(Problem requirements): Collect every line in the material below that contains the string "positive", and copy each one in full. Match case exactly.

====

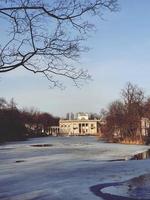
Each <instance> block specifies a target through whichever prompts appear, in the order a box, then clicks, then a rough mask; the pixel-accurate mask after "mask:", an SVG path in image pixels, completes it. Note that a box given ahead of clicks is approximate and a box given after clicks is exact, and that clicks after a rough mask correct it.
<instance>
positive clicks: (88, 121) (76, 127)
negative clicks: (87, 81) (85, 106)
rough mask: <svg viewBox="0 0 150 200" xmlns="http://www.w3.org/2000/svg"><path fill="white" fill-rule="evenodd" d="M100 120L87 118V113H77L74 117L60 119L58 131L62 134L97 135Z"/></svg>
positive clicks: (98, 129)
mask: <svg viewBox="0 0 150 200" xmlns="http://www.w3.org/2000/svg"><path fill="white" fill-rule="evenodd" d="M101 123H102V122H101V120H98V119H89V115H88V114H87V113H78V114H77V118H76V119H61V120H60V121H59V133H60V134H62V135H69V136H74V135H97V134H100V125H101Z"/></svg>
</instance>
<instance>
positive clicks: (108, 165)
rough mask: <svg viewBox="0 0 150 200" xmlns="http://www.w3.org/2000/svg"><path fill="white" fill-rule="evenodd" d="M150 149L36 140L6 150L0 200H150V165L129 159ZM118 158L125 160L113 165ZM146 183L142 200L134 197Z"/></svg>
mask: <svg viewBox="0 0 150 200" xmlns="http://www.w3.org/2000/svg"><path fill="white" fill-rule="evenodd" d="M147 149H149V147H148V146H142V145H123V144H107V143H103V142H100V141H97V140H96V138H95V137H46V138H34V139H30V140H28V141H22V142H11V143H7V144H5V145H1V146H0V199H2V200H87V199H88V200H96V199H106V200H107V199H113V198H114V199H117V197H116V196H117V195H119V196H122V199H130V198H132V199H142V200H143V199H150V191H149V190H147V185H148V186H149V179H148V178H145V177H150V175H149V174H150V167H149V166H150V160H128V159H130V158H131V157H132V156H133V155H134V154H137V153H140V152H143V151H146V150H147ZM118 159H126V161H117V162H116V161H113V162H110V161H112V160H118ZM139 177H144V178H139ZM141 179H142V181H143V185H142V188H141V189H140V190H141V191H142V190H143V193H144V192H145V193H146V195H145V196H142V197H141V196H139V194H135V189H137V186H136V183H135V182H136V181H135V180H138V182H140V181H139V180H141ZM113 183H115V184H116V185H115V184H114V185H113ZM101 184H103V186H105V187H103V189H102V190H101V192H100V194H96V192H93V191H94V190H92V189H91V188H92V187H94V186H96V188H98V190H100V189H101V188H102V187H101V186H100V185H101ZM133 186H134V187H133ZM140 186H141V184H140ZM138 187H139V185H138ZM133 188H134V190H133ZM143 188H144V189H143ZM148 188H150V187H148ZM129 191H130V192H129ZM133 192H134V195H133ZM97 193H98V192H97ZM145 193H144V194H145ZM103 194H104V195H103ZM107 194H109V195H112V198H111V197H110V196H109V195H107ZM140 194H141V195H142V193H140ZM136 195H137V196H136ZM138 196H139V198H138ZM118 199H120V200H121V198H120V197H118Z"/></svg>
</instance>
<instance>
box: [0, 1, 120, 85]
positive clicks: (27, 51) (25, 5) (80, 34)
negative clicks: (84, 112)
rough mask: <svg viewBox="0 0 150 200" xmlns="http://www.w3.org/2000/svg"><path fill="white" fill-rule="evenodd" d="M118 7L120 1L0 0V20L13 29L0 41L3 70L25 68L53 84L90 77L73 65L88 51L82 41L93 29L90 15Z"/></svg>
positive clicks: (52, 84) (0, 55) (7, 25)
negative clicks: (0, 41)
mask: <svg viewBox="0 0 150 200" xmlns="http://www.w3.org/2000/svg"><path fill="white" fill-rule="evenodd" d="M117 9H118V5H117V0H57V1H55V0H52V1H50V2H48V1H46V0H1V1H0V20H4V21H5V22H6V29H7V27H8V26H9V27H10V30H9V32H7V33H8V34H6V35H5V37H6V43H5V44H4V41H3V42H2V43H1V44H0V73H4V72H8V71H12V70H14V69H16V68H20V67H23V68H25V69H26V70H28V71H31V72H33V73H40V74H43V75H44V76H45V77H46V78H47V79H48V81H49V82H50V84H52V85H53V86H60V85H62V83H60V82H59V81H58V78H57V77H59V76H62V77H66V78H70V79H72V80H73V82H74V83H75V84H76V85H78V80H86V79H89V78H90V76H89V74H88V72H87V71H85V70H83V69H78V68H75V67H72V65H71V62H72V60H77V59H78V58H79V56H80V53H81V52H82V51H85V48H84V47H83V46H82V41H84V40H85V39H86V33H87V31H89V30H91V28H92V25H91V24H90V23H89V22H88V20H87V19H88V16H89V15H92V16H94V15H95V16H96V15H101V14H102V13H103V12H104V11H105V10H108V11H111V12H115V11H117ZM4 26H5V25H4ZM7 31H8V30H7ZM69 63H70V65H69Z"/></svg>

====

(Task response):
positive clicks: (88, 121) (76, 127)
positive clicks: (98, 129)
positive clicks: (108, 165)
positive clicks: (27, 51) (25, 5) (80, 34)
positive clicks: (52, 84) (0, 55) (7, 25)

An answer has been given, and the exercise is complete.